## Begin MATERIAL SHOWN

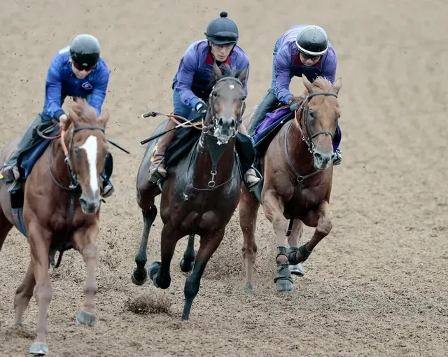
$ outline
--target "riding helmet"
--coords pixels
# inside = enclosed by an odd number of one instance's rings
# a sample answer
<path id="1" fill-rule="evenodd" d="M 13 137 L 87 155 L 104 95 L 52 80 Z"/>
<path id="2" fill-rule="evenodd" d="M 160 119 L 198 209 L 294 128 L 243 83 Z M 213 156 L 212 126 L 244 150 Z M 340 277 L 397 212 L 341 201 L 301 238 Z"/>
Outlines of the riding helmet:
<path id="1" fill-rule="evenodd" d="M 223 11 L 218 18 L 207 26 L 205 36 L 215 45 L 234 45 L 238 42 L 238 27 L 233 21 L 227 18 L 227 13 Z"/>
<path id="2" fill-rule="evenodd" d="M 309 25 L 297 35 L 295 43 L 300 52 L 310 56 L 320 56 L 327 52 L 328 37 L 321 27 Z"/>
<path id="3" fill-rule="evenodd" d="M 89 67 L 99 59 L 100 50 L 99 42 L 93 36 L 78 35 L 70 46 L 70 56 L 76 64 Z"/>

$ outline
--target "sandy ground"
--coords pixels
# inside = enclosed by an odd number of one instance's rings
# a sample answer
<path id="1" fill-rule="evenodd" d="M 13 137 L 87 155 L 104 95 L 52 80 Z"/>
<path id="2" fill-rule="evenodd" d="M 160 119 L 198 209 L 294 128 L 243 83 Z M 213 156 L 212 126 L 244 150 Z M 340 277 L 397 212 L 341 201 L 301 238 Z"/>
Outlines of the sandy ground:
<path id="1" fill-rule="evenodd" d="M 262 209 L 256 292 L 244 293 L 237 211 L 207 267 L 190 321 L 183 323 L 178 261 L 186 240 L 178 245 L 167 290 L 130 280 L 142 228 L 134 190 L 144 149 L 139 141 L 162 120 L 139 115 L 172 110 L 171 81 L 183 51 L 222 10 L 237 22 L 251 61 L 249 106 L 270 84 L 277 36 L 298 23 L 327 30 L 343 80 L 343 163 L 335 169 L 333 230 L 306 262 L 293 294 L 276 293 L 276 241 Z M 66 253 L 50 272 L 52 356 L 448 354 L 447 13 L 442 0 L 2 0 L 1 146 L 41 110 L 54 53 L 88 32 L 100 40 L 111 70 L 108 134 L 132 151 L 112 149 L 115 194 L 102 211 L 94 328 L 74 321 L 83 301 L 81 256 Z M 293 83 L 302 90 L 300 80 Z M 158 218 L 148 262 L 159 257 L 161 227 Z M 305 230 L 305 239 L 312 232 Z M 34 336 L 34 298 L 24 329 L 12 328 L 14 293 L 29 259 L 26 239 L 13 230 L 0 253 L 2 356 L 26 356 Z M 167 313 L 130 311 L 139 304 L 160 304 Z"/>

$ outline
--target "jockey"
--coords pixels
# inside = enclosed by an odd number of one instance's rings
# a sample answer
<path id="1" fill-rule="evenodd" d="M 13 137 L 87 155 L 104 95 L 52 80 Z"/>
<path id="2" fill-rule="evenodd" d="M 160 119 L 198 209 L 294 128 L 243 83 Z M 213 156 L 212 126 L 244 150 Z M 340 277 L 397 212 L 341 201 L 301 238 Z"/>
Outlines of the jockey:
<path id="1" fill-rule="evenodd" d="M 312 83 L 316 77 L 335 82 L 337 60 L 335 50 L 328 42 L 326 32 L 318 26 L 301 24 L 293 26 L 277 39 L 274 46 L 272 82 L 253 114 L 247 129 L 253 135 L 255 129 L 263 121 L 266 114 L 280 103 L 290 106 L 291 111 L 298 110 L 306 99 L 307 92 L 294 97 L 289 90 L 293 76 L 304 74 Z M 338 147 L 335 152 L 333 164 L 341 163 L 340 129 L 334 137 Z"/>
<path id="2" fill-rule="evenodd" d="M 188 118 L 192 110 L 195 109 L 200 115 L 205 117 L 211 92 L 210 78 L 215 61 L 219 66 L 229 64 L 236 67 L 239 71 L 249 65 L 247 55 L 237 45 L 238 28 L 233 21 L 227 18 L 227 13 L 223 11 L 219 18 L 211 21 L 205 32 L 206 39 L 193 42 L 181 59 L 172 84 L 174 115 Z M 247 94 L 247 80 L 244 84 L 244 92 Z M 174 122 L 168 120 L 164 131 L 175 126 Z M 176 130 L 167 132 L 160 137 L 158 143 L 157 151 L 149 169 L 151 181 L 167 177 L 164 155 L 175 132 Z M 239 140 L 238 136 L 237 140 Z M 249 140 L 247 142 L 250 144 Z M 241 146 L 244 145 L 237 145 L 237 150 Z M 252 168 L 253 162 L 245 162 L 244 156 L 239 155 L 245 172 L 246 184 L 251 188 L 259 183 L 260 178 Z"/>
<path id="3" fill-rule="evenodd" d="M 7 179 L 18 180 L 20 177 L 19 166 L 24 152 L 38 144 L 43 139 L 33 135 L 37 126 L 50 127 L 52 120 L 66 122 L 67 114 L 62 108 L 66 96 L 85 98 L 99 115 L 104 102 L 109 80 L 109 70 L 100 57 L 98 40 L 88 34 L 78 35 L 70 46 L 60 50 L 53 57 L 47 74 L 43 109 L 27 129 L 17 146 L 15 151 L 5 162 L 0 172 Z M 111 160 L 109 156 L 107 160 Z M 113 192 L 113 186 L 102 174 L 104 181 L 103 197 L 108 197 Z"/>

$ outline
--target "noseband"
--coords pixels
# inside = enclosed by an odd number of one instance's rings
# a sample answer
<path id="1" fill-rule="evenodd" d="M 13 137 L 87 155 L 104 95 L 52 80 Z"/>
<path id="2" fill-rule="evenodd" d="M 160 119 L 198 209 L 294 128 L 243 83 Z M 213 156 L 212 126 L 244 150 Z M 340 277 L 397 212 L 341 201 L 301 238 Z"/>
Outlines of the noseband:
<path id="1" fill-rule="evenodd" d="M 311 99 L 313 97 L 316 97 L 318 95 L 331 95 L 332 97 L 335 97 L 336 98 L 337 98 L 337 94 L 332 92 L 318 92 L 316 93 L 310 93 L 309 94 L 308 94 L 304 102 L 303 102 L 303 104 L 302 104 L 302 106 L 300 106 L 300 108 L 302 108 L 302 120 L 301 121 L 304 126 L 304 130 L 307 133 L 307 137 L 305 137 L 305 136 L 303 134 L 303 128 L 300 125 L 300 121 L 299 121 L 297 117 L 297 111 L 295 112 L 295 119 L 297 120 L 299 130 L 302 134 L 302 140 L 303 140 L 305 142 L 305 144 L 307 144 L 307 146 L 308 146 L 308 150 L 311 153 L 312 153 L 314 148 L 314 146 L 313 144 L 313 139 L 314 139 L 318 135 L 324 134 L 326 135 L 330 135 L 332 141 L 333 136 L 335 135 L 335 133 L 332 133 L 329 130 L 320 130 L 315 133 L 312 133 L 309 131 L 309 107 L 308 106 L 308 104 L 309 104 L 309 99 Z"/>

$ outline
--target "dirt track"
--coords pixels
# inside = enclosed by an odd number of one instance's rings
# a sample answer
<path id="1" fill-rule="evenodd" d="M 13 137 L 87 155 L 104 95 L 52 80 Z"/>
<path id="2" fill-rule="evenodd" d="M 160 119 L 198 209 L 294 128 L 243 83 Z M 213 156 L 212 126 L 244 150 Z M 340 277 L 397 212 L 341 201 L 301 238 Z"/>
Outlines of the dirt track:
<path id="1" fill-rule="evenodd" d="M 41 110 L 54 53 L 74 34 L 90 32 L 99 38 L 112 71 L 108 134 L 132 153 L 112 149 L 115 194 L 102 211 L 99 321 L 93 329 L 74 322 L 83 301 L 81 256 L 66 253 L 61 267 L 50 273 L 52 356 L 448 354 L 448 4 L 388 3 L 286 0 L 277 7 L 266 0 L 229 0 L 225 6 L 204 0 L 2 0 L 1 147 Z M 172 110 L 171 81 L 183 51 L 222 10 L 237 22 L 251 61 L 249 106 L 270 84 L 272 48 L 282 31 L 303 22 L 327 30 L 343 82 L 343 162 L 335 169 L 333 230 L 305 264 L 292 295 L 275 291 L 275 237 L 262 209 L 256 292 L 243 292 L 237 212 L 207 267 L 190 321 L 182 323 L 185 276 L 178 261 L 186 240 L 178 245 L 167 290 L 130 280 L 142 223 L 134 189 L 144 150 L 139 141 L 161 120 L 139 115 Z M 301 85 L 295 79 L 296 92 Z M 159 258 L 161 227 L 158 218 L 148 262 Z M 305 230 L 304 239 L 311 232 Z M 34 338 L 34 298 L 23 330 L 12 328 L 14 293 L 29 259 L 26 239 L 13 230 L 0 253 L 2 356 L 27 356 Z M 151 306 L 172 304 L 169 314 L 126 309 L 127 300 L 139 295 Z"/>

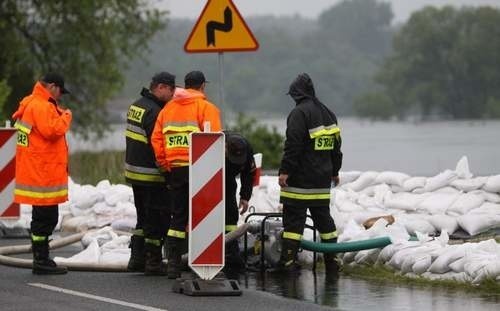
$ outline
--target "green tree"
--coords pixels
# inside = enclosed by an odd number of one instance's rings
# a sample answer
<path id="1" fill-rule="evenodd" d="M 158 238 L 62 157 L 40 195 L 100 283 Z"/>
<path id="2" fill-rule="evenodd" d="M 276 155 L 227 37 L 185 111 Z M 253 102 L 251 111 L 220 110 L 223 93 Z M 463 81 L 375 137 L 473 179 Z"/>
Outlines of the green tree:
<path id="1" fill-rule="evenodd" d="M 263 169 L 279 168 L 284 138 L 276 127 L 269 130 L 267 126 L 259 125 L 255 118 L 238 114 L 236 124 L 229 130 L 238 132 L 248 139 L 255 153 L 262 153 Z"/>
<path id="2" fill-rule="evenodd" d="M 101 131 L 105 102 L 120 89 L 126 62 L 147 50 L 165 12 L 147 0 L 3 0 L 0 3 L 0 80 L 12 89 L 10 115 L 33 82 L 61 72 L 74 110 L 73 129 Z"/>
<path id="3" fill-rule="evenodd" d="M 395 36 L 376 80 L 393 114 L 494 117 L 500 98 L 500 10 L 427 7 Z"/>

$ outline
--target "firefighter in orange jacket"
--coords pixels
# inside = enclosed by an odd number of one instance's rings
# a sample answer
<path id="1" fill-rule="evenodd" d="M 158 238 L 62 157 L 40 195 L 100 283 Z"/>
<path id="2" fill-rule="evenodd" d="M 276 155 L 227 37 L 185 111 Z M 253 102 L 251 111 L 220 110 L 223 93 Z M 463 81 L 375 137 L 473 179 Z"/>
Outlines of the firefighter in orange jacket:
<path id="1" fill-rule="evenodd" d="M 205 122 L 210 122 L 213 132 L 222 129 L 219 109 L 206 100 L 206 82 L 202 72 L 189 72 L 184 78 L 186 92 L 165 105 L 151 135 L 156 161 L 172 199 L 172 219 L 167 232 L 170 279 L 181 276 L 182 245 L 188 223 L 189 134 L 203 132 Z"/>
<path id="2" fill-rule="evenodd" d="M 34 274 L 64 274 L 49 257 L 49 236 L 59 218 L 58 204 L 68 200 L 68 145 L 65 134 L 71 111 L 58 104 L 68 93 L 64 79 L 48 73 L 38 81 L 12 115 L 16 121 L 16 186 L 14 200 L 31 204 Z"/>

## End MATERIAL SHOWN

Show each line of the items above that contains the word "track", copying every such line in full.

■ WRITTEN SOLUTION
--target "dirt track"
Outlines of the dirt track:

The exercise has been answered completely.